# Dataset records
┄┄┄┄┄┄┄┄┄┄

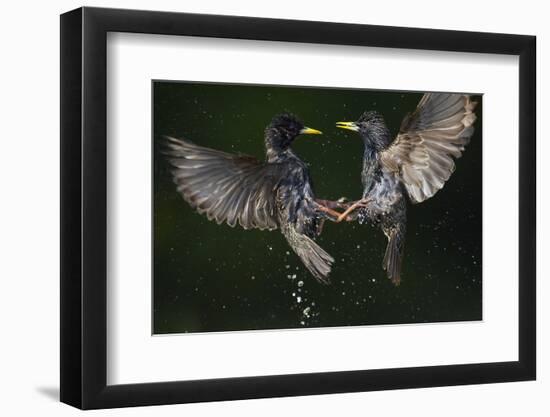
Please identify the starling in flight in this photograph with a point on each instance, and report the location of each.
(275, 194)
(417, 164)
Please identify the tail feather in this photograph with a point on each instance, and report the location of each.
(314, 257)
(394, 255)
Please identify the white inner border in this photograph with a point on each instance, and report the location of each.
(134, 356)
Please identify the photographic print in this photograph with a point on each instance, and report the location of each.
(278, 207)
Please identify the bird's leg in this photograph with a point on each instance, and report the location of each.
(333, 214)
(359, 203)
(326, 206)
(338, 204)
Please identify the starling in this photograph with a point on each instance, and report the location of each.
(417, 164)
(275, 194)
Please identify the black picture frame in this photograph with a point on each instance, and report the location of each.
(84, 209)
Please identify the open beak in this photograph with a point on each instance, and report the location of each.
(310, 131)
(348, 125)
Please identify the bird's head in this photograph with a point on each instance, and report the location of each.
(371, 127)
(283, 129)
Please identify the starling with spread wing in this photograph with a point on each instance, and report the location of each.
(275, 194)
(417, 164)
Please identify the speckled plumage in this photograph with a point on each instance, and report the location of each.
(239, 189)
(416, 164)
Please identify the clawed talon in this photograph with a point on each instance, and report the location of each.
(358, 204)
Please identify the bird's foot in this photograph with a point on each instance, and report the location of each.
(346, 215)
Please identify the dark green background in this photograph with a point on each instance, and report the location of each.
(210, 277)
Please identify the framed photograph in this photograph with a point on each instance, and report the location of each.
(258, 208)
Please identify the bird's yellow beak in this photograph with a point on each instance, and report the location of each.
(310, 131)
(348, 125)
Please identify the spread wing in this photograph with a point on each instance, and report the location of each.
(226, 187)
(435, 133)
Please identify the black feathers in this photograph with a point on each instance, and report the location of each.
(418, 161)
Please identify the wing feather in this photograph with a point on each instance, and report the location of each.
(227, 188)
(435, 133)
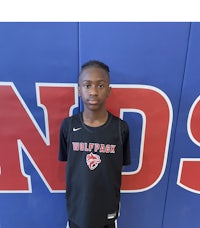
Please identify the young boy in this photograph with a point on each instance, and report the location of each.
(95, 145)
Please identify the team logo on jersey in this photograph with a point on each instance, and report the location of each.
(92, 160)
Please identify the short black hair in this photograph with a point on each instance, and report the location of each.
(95, 63)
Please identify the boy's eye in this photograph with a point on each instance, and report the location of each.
(87, 86)
(100, 86)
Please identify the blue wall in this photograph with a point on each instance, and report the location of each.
(160, 57)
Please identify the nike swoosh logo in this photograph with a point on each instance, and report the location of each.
(76, 129)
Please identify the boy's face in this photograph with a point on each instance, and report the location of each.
(94, 87)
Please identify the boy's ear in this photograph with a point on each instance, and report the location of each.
(79, 91)
(109, 90)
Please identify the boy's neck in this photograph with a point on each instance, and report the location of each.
(95, 119)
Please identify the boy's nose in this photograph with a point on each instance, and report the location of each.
(93, 90)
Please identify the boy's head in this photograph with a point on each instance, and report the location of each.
(93, 84)
(95, 64)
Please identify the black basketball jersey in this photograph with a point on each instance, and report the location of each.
(95, 156)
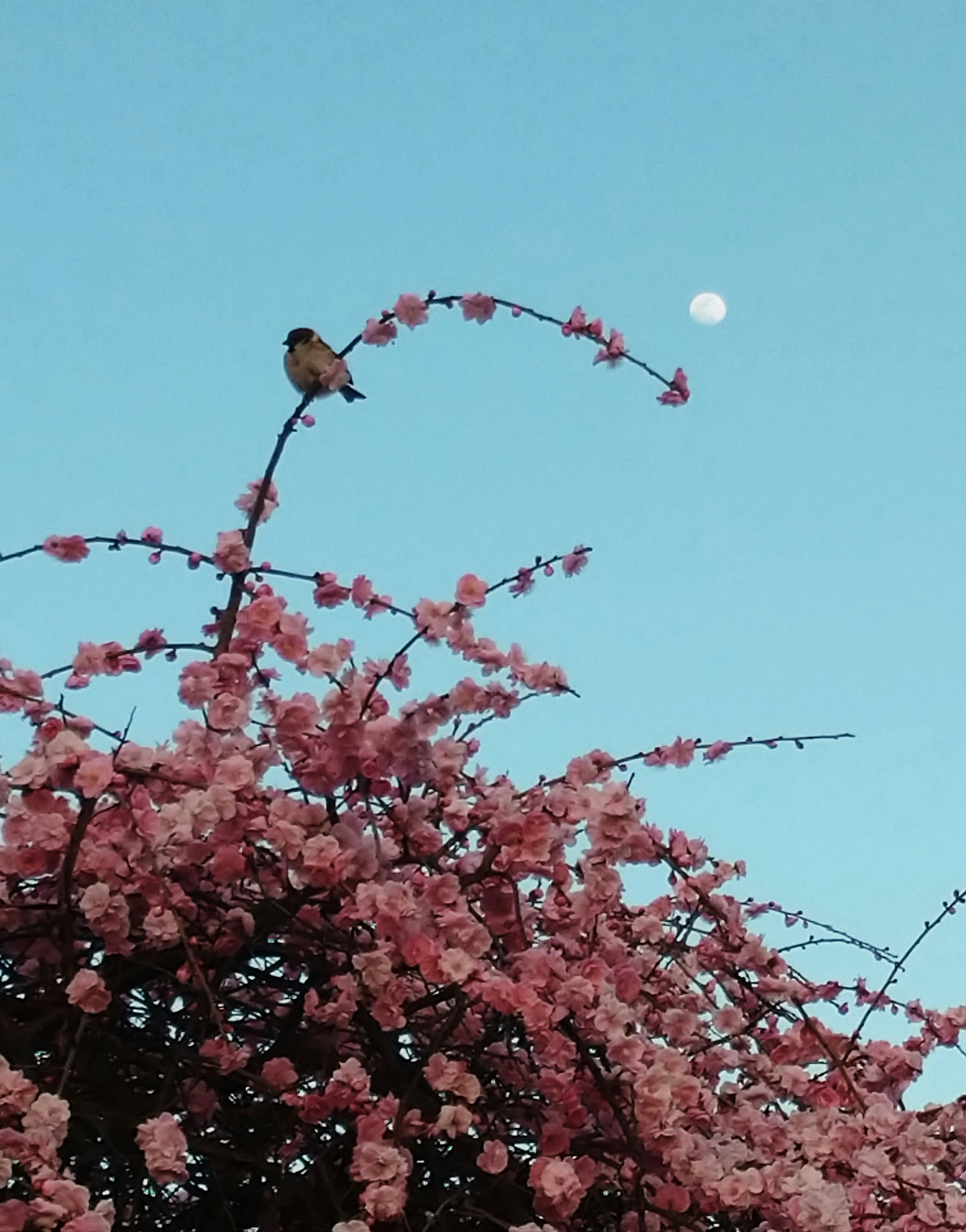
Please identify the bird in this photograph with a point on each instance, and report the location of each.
(307, 359)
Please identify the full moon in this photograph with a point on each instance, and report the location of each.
(708, 308)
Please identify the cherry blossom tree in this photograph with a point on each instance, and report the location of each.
(308, 966)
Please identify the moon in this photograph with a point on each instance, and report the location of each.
(708, 308)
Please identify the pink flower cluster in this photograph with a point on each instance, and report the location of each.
(310, 955)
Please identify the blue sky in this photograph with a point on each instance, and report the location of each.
(187, 183)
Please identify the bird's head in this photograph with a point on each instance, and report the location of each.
(300, 336)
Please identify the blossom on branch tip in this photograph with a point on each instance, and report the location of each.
(679, 393)
(411, 310)
(151, 641)
(68, 549)
(232, 555)
(471, 591)
(679, 753)
(577, 325)
(478, 307)
(379, 332)
(614, 352)
(247, 501)
(88, 991)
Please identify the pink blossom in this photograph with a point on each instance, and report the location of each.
(247, 501)
(454, 1120)
(151, 641)
(478, 307)
(471, 591)
(577, 325)
(379, 1161)
(614, 352)
(679, 753)
(411, 310)
(51, 1114)
(556, 1181)
(678, 393)
(379, 333)
(493, 1159)
(166, 1149)
(94, 774)
(232, 554)
(385, 1203)
(88, 991)
(69, 549)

┄┄┄┄┄┄┄┄┄┄

# What is being asked
Repeat the material above in full and exactly, apart from the pictures.

# Finished task
Please identify the starling in flight in this photograph with a point on each instance, and report the location of each.
(275, 194)
(417, 164)
Please identify the tail feather in this photograph with a point on each instance, and report the location of each.
(314, 257)
(394, 255)
Please identify the white inner border in this photograph with a point on each instance, and report the location of each.
(134, 356)
Please identify the photographic print in this photograph with a point on each instance, and report the location of each.
(278, 207)
Please identify the bird's leg in this photograph with a point on each instance, and report the location of each.
(333, 214)
(359, 203)
(326, 206)
(338, 204)
Please identify the starling in this photograph with a point on each instance, and report the location of each.
(417, 164)
(275, 194)
Please identify the black picture frame in this photograph with a point on each instance, and report the location of each.
(84, 209)
Please identify the open beak in this photograph with a point on each instance, and report the location of each.
(310, 131)
(348, 125)
Please identify the bird's head in this photograph with a point on each instance, and report the location of each.
(371, 127)
(283, 129)
Please identify the starling with spread wing in this photograph with a point on each instance, and report the location of each.
(275, 194)
(417, 164)
Please identify the speckled plumage in this photograph with a point on each instance, and report the location of each.
(239, 189)
(416, 164)
Please identify the clawed talon in this photograph with a point on each instance, and report the location of each.
(358, 204)
Please identify the bird's foot in this photograph with a point on each instance, and report the location of each.
(346, 215)
Please identify the dark green background in this photograph with a point on each instance, and report the location of each.
(210, 277)
Please identify the framed photograph in this photograph with a point on each instance, and report the location of each.
(258, 208)
Please identify the bird's yellow beak in this photograph with a point on each instance, and report the location of each.
(310, 131)
(348, 125)
Please identify the spread wing in this photograph with a point on each instance, and report the location of each.
(226, 187)
(435, 133)
Please identify the black feathers in this photograph with a point on each instance, and report the location of each.
(418, 161)
Please identify the wing feather in this photograph with a point on each instance, and report the location of each.
(227, 188)
(435, 133)
Please identify the young boy in this photograph with a point on each instance, and report the location of each.
(95, 145)
Please identify the team logo on jersey in this photograph with a point on each instance, and report the location of each.
(92, 160)
Please identify the short black hair in this photograph with a point on each instance, and report the location of each.
(95, 63)
Please identify the boy's eye in this photograph with a point on each instance, and report the location of each.
(87, 86)
(100, 86)
Please identify the blue wall in this photograph with a point on each instance, and report the location of each.
(160, 57)
Please identify the nike swoosh logo in this photograph with a point on each instance, and report the location of each.
(76, 129)
Please identify the boy's face in this photograph with a point on each instance, and report the location of each.
(94, 87)
Please identify the boy's ear in this photograph with a point on each instance, and report the location of each.
(79, 91)
(109, 90)
Please identify the boy's neck in this photograph with a point on each instance, and report the location of each.
(95, 119)
Please identify the boy's nose in this photograph with a point on each instance, and report the location of each.
(93, 90)
Please identify the boy's head in this photograph with a point on each instance, and report the location of each.
(93, 84)
(95, 64)
Please identify the black basketball jersey in this photograph with a point on each instance, and report the location of each.
(95, 156)
Please identify the bird in this photograph with a point on each instance, and report the location of each.
(307, 359)
Please identify the full moon in this photograph with a point on each instance, and report the location of each.
(708, 308)
Please identify the cherry blossom tree in this photograph with a point on each instance, and report the location of each.
(308, 966)
Please identify the moon in this photograph with a point on each instance, and report the location of each.
(708, 308)
Please identify the pink flower cluster in this photograph with a point on each instance, and report the location of each.
(310, 955)
Please identify the blue sky in this photograph with a point on each instance, and report the location of each.
(187, 183)
Please identify the bird's head in this photograph with a point on each instance, and report the location of each.
(300, 336)
Please identify the blossom on branch tip in this photograph with a point on each instance, and report the location of each.
(679, 393)
(411, 310)
(151, 641)
(68, 549)
(232, 555)
(471, 591)
(679, 753)
(577, 325)
(478, 307)
(379, 332)
(614, 352)
(247, 501)
(88, 991)
Please identify the pink blossom in this photograph with a point on each instance, and report the location of each.
(247, 501)
(454, 1120)
(151, 641)
(478, 307)
(471, 591)
(577, 325)
(379, 1161)
(614, 352)
(679, 753)
(411, 310)
(51, 1114)
(556, 1181)
(678, 393)
(379, 333)
(493, 1159)
(166, 1149)
(94, 774)
(232, 554)
(385, 1203)
(88, 991)
(69, 549)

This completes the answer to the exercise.